> Excerpt provided
# # #
As a theologian I found myself particularly interested in Mary McAleese’s statement about the hierarchy having reduced Christ “to this rather unattractive politician who is just misogynistic and homophobic and anti-abortion”. This has been misinterpreted by the usual suspects as meaning that McAleese is attempting to singlehandedly change Church doctrine. That this is not the case is clear from her most recent statement that she has not yet decided how she will vote in the abortion referendum due to the complexity of the issues involved. McAleese’s point refers to the depressing habit that the hierarchy has of remaking Jesus of Nazareth into their own misogynistic, dogma obsessed image and likeness, something that couldn’t be further from the truth. I defy any woman to read the Gospels and not be struck by the revolutionary attitude of Jesus towards women, all the more remarkable considering the time and place in which he lived and the notably patriarchal and sexist attitudes towards the female sex displayed in the Old Testament. Indeed his treatment of women was so radical that it transcends time and place.
I also defy anyone, man or woman, to read the Gospels and not be struck by the fact that as regards moral teaching, Jesus was in no way judgmental, nor did he leave behind a list of ‘thou shalt nots’ . On the contrary, his emphasis was positive, concerned with love of others, especially those on the margins of society, or considered ‘other’. This included the very kind of women who have been so mistreated in Ireland for falling foul of Ireland’s deeply embedded double standards towards women, women who all too often found themselves shunned or even worse condemned to places like the Magdalene Laundries or Tuam style mother and baby homes. In misrepresenting Jesus in this way, the hierarchy is, as McAleese pointed out, “keeping Christ out and letting bigotry in”. I have no doubt that Jesus would have opposed abortion in non-medical circumstances, but he would also have strongly condemned the way in which women are universally made to carry the can for male sexual irresponsibility. The ultimate answer to the problem of abortion is not to penalize women, but to transform male/female relationships for the better.
McAleese also makes a very important point about the clericalism endemic in the Church, and the exclusion of women from all authority and decision making. While I personally am not hung up on the view that the only solution to this is to ordain women to the priesthood (which could exacerbate clericalism since women would have to fit in with male power structures) it would certainly be possible to create forms of authoritative ministry that would unleash female gifts and female perspectives into the hitherto male-dominated Church. This could only have a revolutionary effect for the good. For me, equality between the sexes should not mean sameness, but complementarity. Equal representation of women in the Church should ideally bring about a harmonious balance between the best male and female characteristics, with women keeping male clerical egoism and arrogance in check. I am also of the opinion that it is time for feminist theological insights into the life and ministry of Jesus to be brought to the fore. It was his female disciples who stood bravely and loyally with Jesus during his passion and crucifixion, while his male disciples including even Peter deserted him. The men were incapable of seeing strength in weakness, whereas the women fully understood his sacrifice in a way that I’m convinced only women can. I am therefore fully in agreement with McAleese’s opinion that the Church cannot move on and progress without female insights and authority, and I would extend this to the theological sphere.
# # #
> Data for review
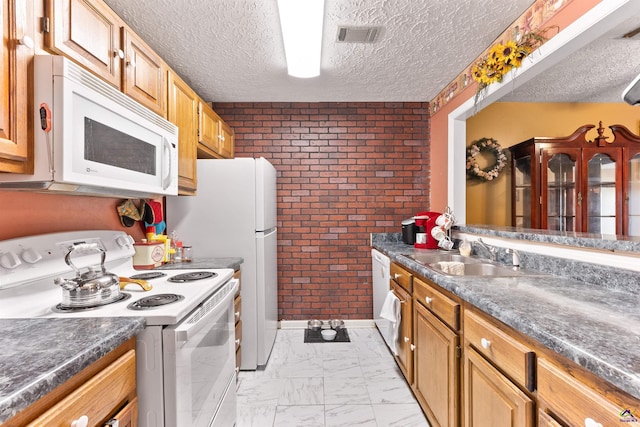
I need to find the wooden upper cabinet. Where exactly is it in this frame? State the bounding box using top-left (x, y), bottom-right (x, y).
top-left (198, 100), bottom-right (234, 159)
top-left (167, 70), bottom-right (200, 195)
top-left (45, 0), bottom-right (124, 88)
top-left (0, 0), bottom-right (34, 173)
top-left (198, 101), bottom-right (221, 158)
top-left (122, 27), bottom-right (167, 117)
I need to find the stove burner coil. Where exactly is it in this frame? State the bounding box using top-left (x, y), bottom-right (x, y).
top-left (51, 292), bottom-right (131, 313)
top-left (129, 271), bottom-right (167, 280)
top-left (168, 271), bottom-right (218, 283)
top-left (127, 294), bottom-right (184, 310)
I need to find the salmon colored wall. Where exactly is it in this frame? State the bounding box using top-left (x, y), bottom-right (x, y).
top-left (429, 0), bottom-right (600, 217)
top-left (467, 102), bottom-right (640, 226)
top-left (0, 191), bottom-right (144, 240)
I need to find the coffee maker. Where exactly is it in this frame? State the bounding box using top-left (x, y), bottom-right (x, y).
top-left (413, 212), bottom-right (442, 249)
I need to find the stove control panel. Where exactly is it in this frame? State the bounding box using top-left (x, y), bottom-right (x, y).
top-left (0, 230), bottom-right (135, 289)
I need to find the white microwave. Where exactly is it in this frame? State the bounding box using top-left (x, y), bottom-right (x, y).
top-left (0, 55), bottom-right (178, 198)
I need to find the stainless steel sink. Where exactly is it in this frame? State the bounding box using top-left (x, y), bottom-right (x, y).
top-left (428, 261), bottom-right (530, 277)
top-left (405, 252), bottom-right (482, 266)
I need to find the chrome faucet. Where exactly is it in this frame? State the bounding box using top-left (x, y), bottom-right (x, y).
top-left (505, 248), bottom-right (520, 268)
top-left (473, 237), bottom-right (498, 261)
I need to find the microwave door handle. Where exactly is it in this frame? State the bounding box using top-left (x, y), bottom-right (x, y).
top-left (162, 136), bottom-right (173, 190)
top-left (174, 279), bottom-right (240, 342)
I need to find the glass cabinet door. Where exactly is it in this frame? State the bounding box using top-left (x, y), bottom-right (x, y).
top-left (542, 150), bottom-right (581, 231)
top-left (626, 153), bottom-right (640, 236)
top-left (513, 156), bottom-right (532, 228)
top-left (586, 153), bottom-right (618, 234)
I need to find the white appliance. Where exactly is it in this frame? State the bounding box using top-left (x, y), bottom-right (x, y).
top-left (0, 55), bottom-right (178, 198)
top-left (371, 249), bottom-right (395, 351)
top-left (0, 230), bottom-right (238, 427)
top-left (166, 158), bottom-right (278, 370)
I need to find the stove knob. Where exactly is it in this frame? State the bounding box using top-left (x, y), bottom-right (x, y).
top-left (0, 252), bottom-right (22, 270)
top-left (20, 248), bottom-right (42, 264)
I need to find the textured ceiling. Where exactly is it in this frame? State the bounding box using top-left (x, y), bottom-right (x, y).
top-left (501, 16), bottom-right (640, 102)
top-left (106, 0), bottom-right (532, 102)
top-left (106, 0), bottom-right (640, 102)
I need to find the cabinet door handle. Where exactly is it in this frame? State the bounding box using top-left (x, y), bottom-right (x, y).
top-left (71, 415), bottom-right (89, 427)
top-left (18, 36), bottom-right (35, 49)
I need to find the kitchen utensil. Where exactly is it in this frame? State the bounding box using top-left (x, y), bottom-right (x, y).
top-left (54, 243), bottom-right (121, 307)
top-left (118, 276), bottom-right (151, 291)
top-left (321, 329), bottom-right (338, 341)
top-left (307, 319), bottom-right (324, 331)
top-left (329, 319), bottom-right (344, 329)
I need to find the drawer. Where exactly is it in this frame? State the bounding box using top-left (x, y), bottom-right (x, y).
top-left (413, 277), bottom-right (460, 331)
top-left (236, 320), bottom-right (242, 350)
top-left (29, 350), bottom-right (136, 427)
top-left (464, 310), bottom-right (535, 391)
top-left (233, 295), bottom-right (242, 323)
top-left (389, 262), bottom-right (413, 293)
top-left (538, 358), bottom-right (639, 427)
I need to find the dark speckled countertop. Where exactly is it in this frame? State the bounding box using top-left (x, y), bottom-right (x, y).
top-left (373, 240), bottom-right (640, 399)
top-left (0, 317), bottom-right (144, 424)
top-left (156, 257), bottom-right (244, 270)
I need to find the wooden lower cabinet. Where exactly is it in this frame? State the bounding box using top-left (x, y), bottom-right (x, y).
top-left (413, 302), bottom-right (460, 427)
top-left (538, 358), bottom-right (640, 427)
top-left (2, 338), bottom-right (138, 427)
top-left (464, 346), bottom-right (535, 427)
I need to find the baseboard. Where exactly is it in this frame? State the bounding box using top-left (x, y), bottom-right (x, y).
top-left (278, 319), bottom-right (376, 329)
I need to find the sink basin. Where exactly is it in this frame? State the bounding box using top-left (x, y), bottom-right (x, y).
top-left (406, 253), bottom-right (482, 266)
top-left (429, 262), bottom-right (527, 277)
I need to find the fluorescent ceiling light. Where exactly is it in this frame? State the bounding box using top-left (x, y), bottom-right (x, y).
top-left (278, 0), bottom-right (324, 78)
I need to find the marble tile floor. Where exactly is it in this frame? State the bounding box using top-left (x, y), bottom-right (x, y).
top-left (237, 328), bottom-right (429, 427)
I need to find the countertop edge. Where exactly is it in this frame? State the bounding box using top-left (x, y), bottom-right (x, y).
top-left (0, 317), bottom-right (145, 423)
# # #
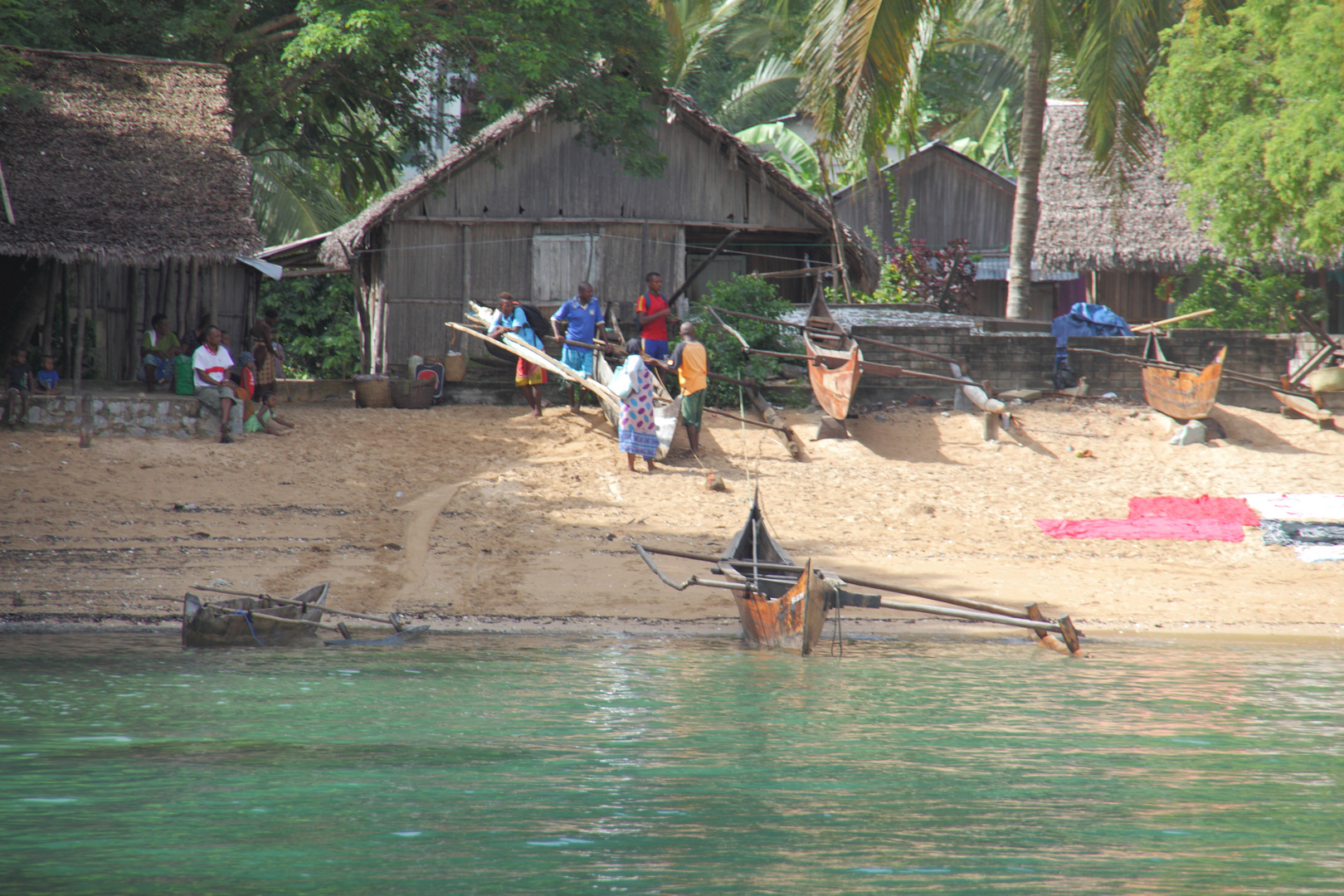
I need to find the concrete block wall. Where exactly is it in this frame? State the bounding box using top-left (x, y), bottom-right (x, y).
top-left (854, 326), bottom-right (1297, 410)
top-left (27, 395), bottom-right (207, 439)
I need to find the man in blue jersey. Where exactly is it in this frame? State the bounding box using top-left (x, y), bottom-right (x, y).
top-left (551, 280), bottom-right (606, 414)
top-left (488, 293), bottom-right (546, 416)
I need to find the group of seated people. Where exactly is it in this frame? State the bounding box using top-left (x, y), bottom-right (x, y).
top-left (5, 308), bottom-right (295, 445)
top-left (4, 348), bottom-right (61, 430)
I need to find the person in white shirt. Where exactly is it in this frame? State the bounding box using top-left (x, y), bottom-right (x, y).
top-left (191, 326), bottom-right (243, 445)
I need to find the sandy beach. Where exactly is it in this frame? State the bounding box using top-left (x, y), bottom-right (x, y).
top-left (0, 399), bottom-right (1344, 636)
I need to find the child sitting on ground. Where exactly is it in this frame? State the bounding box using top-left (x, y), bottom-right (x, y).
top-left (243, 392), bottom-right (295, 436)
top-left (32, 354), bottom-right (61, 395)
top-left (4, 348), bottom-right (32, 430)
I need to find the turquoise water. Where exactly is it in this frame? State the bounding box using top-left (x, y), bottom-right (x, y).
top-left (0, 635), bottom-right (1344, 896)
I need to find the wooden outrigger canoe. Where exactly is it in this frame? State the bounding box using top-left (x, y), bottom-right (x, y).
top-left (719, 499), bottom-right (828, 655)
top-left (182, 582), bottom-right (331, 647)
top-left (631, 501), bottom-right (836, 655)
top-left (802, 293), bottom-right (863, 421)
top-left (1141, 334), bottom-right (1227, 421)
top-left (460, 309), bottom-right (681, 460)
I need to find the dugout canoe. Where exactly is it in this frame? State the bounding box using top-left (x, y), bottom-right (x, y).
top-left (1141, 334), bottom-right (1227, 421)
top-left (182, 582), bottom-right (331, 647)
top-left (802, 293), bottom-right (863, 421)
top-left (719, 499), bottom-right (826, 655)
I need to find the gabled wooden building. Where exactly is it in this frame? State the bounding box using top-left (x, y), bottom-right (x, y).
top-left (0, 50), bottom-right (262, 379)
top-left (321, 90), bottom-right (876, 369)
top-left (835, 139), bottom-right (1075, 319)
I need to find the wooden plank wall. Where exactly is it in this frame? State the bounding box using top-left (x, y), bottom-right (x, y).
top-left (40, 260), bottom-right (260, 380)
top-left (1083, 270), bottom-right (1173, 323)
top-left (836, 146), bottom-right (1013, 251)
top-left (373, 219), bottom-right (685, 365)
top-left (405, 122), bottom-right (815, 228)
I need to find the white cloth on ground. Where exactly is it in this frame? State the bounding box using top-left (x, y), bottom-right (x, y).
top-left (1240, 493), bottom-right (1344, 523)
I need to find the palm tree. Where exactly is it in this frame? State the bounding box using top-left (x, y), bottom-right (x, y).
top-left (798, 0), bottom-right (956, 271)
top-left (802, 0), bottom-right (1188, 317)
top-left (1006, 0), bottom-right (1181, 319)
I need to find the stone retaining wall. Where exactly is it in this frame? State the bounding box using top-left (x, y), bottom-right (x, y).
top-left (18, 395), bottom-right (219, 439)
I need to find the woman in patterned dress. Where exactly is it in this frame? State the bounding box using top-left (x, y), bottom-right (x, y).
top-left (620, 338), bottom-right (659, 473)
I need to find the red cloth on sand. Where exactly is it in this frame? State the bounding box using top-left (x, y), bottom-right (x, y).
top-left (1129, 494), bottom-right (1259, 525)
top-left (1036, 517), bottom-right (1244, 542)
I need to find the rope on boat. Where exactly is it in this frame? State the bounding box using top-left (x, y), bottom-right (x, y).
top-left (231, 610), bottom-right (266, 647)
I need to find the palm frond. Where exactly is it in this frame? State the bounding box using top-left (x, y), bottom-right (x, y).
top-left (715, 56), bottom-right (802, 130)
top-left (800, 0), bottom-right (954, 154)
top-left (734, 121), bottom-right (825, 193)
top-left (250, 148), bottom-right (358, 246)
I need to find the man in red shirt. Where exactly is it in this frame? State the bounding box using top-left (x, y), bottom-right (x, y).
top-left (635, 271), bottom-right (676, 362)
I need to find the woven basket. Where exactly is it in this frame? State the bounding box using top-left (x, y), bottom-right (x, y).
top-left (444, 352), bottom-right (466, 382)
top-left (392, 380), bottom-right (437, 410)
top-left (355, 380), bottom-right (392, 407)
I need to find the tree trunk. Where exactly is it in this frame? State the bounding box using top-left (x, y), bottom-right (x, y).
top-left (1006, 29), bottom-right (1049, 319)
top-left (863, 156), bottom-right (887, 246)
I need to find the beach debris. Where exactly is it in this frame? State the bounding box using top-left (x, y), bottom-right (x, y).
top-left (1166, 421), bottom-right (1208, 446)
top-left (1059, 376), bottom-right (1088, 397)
# # #
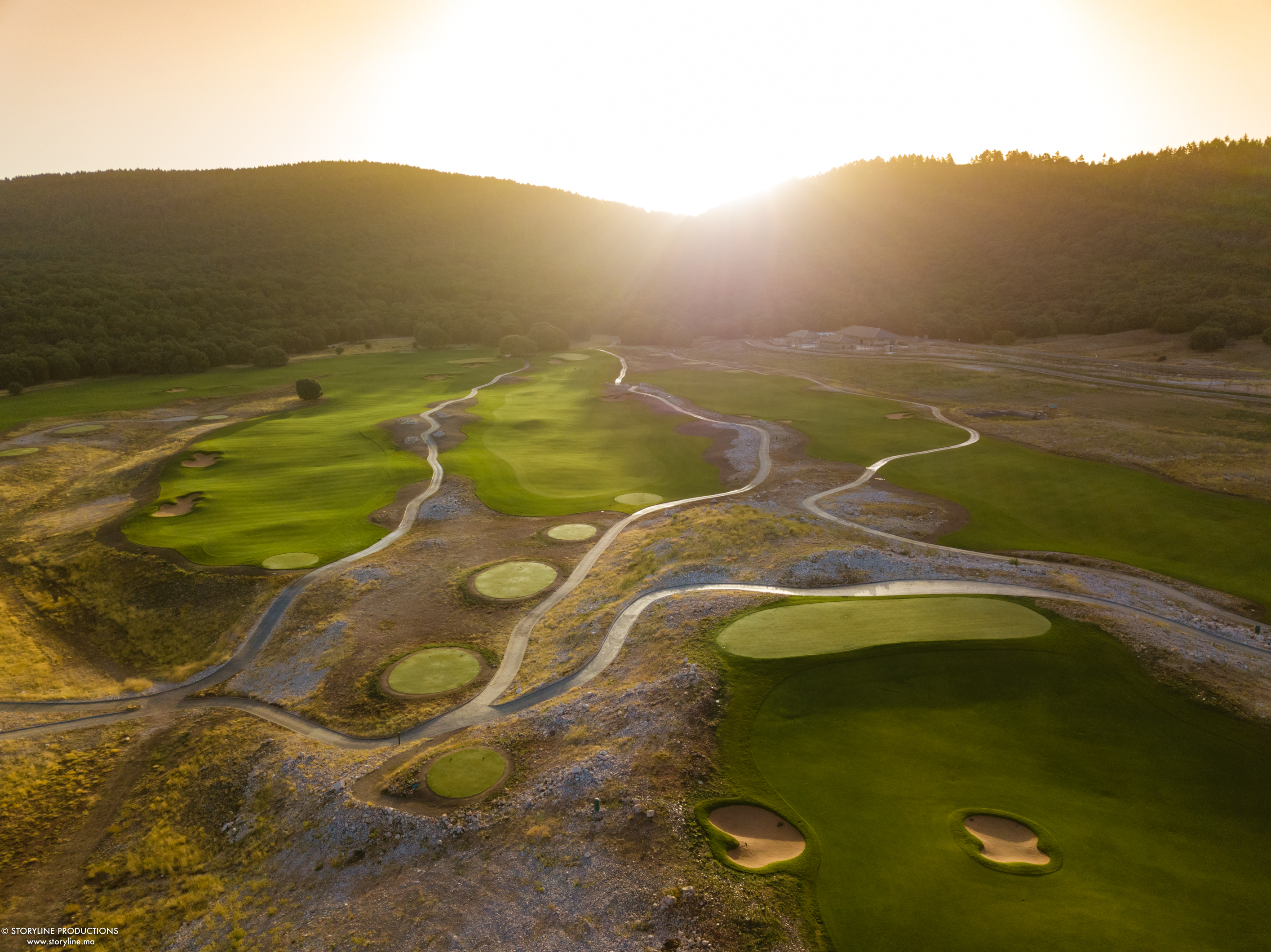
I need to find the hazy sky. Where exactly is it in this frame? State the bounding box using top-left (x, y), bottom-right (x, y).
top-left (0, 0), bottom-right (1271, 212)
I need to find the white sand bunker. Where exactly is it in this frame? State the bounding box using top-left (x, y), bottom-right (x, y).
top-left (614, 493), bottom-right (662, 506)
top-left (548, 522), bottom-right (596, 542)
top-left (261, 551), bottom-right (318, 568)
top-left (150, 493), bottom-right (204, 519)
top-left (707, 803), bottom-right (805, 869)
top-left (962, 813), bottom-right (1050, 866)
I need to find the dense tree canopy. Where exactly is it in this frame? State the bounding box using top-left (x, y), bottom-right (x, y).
# # #
> What the task asks
Pick up the piece on Mary McAleese's criticism of the Church hierarchy after its last sentence, ahead of the listing.

> Output for this exercise
Interestingly, the fact that McAleese has the power, influence and status to mount such a critique of the institutional Church is due to the great political gains that Western women have made, albeit that there is a long way to go. Women’s voices are being heard publicly, and this can have a significant impact on the Church, as our former President is demonstrating. Ironically, this raises the astounding possibility that the Church could be the new powerhouse as regards the true liberation of women. It has the power to appoint women to influential positions, they don’t have to be voted in. If such a process was undertaken in good faith, Catholicism could be a beacon to the world in demonstrating what a world in which women have an equal voice could look like. As McAleese said, quoting Ban Ki -Moon, it is ‘the pulpit of the world’, powerfully influential. Guided by authentic Gospel values, it could transform itself from acting as “a powerful brake in dismantling the architecture of misogyny” into the direct opposite, and become a vehicle for defeating women’s oppression that would be a true reflection of the spirit of its founder. The liberation of women from unjust structures will also of course bring about the liberation of men, an important feminist goal. Hard as it may be to imagine now, we may be on the brink of a politically inspired ecclesiastical revolution that will have a reciprocally transformative effect on the political domain.